Segment Open

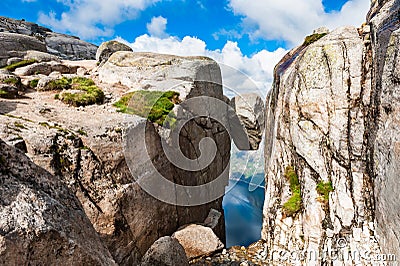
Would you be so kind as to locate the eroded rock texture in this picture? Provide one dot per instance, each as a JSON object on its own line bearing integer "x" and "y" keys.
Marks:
{"x": 18, "y": 36}
{"x": 42, "y": 221}
{"x": 332, "y": 117}
{"x": 384, "y": 137}
{"x": 84, "y": 147}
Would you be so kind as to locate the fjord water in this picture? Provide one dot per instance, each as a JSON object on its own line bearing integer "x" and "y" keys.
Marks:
{"x": 243, "y": 204}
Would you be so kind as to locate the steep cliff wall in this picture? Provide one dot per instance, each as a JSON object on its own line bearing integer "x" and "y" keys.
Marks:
{"x": 101, "y": 153}
{"x": 332, "y": 146}
{"x": 384, "y": 134}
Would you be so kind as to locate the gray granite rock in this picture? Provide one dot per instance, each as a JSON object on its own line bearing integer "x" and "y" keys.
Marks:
{"x": 106, "y": 49}
{"x": 42, "y": 222}
{"x": 166, "y": 251}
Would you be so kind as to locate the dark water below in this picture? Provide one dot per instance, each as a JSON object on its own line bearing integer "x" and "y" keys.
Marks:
{"x": 243, "y": 204}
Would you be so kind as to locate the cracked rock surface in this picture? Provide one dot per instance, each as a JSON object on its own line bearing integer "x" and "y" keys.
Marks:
{"x": 83, "y": 147}
{"x": 332, "y": 116}
{"x": 42, "y": 221}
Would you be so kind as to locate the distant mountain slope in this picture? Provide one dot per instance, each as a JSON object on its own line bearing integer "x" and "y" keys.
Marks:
{"x": 14, "y": 33}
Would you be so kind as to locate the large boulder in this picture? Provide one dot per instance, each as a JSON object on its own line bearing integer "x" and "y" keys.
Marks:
{"x": 198, "y": 240}
{"x": 10, "y": 85}
{"x": 166, "y": 251}
{"x": 102, "y": 158}
{"x": 106, "y": 49}
{"x": 42, "y": 222}
{"x": 319, "y": 193}
{"x": 69, "y": 47}
{"x": 15, "y": 45}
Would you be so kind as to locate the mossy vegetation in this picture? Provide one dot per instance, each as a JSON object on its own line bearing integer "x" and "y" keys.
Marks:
{"x": 59, "y": 84}
{"x": 19, "y": 125}
{"x": 12, "y": 81}
{"x": 33, "y": 83}
{"x": 293, "y": 205}
{"x": 154, "y": 105}
{"x": 323, "y": 189}
{"x": 90, "y": 94}
{"x": 313, "y": 38}
{"x": 82, "y": 132}
{"x": 22, "y": 63}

Segment Closed

▶ [Task details]: The line with "Would you be so kind as to locate the cracked", the last line of the data above, and every line between them should be duplicated exactly, with nothing else.

▶ [Response to this task]:
Would you be so kind as to locate the cracked rock surface in this picture? Provide one dot per instance, each as a JSON object on its own line bearing integer "x" and "y" keys.
Marks:
{"x": 83, "y": 147}
{"x": 332, "y": 116}
{"x": 42, "y": 221}
Would you be so kind as to locate the distant mountain slope in this picture? Provide one dot per instance, each as a JSON object on its own line bearing integer "x" and "y" keys.
Marks:
{"x": 14, "y": 33}
Would you be so kind as to locate the large boulder in this picture? Provide one dot per instance, each as a JSON object on its own line bearing integer "x" and "y" keys.
Marks:
{"x": 198, "y": 240}
{"x": 10, "y": 85}
{"x": 166, "y": 251}
{"x": 102, "y": 158}
{"x": 106, "y": 49}
{"x": 42, "y": 222}
{"x": 319, "y": 193}
{"x": 69, "y": 47}
{"x": 15, "y": 45}
Would you be so kind as to locate the mossy vegetation in this picture? Provide one dot per instance, each as a JSON object on its own line bearing integer "x" and "y" keys.
Marks:
{"x": 59, "y": 84}
{"x": 19, "y": 125}
{"x": 12, "y": 81}
{"x": 33, "y": 83}
{"x": 293, "y": 205}
{"x": 154, "y": 105}
{"x": 323, "y": 189}
{"x": 90, "y": 94}
{"x": 313, "y": 38}
{"x": 82, "y": 132}
{"x": 22, "y": 63}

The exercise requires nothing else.